*** Block opens ***
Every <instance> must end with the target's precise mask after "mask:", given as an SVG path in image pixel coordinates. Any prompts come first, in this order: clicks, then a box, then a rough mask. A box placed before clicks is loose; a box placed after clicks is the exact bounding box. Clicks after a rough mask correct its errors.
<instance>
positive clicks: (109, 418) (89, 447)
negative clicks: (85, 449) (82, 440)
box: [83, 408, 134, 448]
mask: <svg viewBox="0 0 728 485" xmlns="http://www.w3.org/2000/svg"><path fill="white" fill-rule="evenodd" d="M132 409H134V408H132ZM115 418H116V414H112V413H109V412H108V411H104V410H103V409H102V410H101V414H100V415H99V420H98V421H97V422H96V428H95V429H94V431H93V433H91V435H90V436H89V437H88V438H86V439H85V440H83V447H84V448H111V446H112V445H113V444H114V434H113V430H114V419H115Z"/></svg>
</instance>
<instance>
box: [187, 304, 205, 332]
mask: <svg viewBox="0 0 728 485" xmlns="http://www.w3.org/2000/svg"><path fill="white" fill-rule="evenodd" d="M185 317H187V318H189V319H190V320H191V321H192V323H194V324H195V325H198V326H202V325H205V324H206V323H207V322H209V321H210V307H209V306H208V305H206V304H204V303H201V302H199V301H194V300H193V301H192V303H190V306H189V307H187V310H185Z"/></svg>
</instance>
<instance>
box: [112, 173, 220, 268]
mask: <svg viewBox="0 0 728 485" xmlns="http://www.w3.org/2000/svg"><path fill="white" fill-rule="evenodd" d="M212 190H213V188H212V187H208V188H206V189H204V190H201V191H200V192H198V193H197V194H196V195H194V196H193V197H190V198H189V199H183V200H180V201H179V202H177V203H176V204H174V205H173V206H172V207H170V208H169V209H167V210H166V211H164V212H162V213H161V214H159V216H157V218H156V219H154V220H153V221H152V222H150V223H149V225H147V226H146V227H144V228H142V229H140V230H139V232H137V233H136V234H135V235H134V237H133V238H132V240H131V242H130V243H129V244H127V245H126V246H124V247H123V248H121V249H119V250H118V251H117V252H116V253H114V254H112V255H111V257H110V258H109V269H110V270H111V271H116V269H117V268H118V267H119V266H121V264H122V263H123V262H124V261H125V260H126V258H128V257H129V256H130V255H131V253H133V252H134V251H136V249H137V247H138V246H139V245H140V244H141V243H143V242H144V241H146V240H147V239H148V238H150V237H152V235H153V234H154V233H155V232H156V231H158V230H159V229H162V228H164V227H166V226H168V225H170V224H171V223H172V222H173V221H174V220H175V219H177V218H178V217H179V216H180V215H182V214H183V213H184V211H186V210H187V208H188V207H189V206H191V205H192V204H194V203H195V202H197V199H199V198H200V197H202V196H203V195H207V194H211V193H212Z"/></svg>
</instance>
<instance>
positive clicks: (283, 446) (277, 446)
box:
*** Block closes ***
- _WHAT YOU HAVE TO DO_: Please retype all of the records above line for line, keeping every character the same.

- _EXERCISE RESPONSE_:
Every <instance> must end with the target's precise mask after "mask:", given as an SVG path in image pixel coordinates. Any prompts come first, in this order: clicks, then a box, then a rough mask. A box placed before clicks is loose; a box placed after clicks is the exact bounding box. Clicks after a rough mask correct its errors.
<instance>
positive clicks: (109, 418) (89, 447)
negative clicks: (85, 449) (82, 440)
box: [83, 408, 134, 448]
mask: <svg viewBox="0 0 728 485" xmlns="http://www.w3.org/2000/svg"><path fill="white" fill-rule="evenodd" d="M132 409H134V408H132ZM115 418H116V414H112V413H109V412H108V411H104V410H103V409H102V410H101V414H100V415H99V420H98V421H97V422H96V428H95V429H94V431H93V433H91V435H90V436H89V437H88V438H86V439H85V440H83V447H84V448H111V446H112V445H113V444H114V434H113V430H114V419H115Z"/></svg>
</instance>
<instance>
box: [187, 304, 205, 332]
mask: <svg viewBox="0 0 728 485" xmlns="http://www.w3.org/2000/svg"><path fill="white" fill-rule="evenodd" d="M185 317H187V318H189V319H190V320H191V321H192V323H194V324H195V325H198V326H202V325H205V324H206V323H207V322H209V321H210V307H209V306H208V305H206V304H204V303H201V302H199V301H194V300H193V301H192V303H190V306H189V307H187V310H185Z"/></svg>
</instance>
<instance>
box: [112, 173, 220, 268]
mask: <svg viewBox="0 0 728 485" xmlns="http://www.w3.org/2000/svg"><path fill="white" fill-rule="evenodd" d="M212 190H213V188H212V187H208V188H206V189H204V190H201V191H200V192H198V193H197V194H196V195H194V196H193V197H190V198H189V199H183V200H180V201H179V202H177V203H176V204H174V205H173V206H172V207H170V208H169V209H167V210H166V211H164V212H162V213H161V214H159V216H157V218H156V219H154V220H153V221H152V222H150V223H149V225H147V226H146V227H144V228H142V229H140V230H139V232H137V233H136V234H135V235H134V237H133V238H132V240H131V242H130V243H129V244H127V245H126V246H124V247H123V248H121V249H119V250H118V251H117V252H116V253H114V254H112V255H111V257H110V258H109V269H110V270H111V271H116V269H117V268H118V267H119V266H121V264H122V263H123V262H124V261H125V260H126V258H128V257H129V256H130V255H131V253H133V252H134V251H136V249H137V247H138V246H139V245H140V244H141V243H143V242H144V241H146V240H147V239H148V238H150V237H152V235H153V234H154V233H155V232H156V231H158V230H159V229H162V228H164V227H166V226H168V225H170V224H171V223H172V222H173V221H174V220H175V219H177V218H178V217H179V216H180V215H182V214H183V213H184V211H186V210H187V208H188V207H189V206H191V205H192V204H194V203H195V202H197V199H199V198H200V197H202V196H203V195H207V194H211V193H212Z"/></svg>
</instance>
<instance>
positive clicks: (283, 446) (277, 446)
box:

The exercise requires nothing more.